• Reading text:
"""

As the markets emerged from the 2008 recession, the private debt market shifted to a greater emphasis on downside protection, with a senior secured claim on assets, covenants, cash rather than PIK interest, and other investor protections. Our current portfolios are predominantly first lien senior secured, supporting our commitment to capital preservation, while our annualised income distributions remain in the 10 percent to 12 percent range.

Q: How have competitive dynamics evolved in the wake of the great recession and how did SLR respond in terms of its strategy?

Bruce Spohler:
As a result of US fiscal and monetary policy actions designed to spur economic recovery, the markets were flush with capital, which drove asset prices higher and increased competition for private cashflow loans. In addition to focusing our sponsor finance origination efforts on first lien loans, we expanded our investment strategy.

In 2012, we made the first strategic addition to our platform by acquiring a commercial finance company led by a highly experienced ABL team, which provided us with an ABL underwriting capability. During the subsequent decade, the SLR platform acquired several other speciality finance businesses. Our suite of financing capabilities allows us to offer a full range of debt solutions to our borrowers and a diversified, unique investment offering to our investors.

Indeed, our intention is to continue to expand the SLR platform in order to meet emergent investor needs. As part of our strategic plan, we partnered with Hunter Point Capital and Goldman Sachs’ Petershill Partners in September 2022. This decision was part of our ongoing efforts to increase our scale and ability to create additional financing solutions in response to growing investor demand.


Q: To what extent have you observed enhanced specialisation in the private debt field?

As commercial banks have retreated from mid-market lending to sub-investment grade companies, non-bank lenders have stepped into the niches that require more extensive underwriting and monitoring. The SLR platform has several teams that focus on specific industries, such as life sciences, and are skilled in assessing the value and monitoring the collateral supporting our loans.

Our speciality finance platform gives us access to attractive asset-based loans that carry potentially higher yields and lower risk than cashflow loans. This allows us to be more selective in our cashflow lending strategy, focusing on recession-resilient sectors with low capital requirements.

We invest in upper mid-market companies backed by top-tier financial sponsors with deep industry expertise and strong track records. As a result of our higher yielding speciality finance portfolios, we are able to accept a slightly lower yield for these safer cashflow loans, while still generating attractive risk-adjusted aggregate portfolio returns.


Q: How have you seen investor appetite for private lending change in the years leading up to today’s new macroeconomic environment?

When we marketed our first private debt fund in 2006, institutional investors didn’t have a dedicated portfolio for private credit. The quarterly current income component aligned with liquid credit while the illiquidity and long investment horizon matched the private equity structure. As a result, hedge funds held a larger share of private credit investments.

As the asset class grew, pension funds and other income-orientated investors developed the expertise to evaluate private debt managers. Their allocations to direct lending have enabled them to benefit from the yield premium private loans carry over liquid leveraged loans and high yield securities.

"""

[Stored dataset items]

"""

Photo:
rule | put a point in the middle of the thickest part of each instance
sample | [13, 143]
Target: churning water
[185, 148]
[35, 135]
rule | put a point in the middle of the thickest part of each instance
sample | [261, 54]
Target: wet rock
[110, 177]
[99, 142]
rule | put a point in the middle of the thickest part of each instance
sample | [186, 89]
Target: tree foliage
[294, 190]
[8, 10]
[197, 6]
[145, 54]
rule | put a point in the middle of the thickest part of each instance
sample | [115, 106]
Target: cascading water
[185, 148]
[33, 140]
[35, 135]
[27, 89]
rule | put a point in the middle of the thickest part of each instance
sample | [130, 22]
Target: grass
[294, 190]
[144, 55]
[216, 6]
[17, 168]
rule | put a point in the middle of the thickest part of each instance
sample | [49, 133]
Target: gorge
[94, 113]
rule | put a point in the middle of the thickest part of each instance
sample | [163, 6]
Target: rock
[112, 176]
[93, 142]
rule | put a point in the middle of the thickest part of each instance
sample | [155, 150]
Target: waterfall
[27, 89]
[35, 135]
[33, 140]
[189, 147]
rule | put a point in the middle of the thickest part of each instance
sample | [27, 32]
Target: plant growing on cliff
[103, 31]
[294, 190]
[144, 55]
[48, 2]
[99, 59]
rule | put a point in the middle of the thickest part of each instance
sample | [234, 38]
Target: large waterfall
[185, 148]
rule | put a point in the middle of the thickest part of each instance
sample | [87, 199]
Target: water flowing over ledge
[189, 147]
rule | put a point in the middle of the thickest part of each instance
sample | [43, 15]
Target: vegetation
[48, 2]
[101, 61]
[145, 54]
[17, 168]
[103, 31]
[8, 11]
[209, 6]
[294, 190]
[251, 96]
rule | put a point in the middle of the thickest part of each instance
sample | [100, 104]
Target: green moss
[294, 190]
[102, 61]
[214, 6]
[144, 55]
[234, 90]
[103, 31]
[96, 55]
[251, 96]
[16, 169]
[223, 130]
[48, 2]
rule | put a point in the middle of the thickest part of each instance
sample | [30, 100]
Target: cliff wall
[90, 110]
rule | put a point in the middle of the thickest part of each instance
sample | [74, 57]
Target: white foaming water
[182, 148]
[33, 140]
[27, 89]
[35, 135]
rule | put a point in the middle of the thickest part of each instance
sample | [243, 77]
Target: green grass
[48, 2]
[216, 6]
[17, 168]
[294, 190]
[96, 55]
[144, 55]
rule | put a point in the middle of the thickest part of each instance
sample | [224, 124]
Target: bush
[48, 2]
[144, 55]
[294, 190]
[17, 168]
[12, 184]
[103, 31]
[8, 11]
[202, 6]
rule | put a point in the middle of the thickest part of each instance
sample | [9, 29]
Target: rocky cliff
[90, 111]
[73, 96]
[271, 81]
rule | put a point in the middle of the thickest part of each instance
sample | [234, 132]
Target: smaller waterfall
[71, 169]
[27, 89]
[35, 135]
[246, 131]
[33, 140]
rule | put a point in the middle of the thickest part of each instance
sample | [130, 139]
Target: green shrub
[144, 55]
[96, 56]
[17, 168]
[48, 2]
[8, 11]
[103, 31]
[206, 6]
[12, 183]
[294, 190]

"""

• Objectives:
1. Decide whether each statement agrees with the private debt interview, answering yes or no and quoting the deciding words: (a) SLR acquired a commercial finance company in 2012; (b) institutional investors already had a dedicated portfolio for private credit when the first private debt fund was marketed in 2006; (c) the partnership with Hunter Point Capital and Petershill Partners was formed in September 2021.
2. Quote the private debt interview, starting with "Our speciality finance" and going on through "new macroeconomic environment?".

• Answers:
1.
(a) Yes: "In 2012, we made the first strategic addition to our platform by acquiring a commercial finance company"
(b) No: "institutional investors didn’t have a dedicated portfolio for private credit"
(c) No: "we partnered with Hunter Point Capital and Goldman Sachs’ Petershill Partners in September 2022"

2.
Our speciality finance platform gives us access to attractive asset-based loans that carry potentially higher yields and lower risk than cashflow loans. This allows us to be more selective in our cashflow lending strategy, focusing on recession-resilient sectors with low capital requirements.

We invest in upper mid-market companies backed by top-tier financial sponsors with deep industry expertise and strong track records. As a result of our higher yielding speciality finance portfolios, we are able to accept a slightly lower yield for these safer cashflow loans, while still generating attractive risk-adjusted aggregate portfolio returns.


Q: How have you seen investor appetite for private lending change in the years leading up to today’s new macroeconomic environment?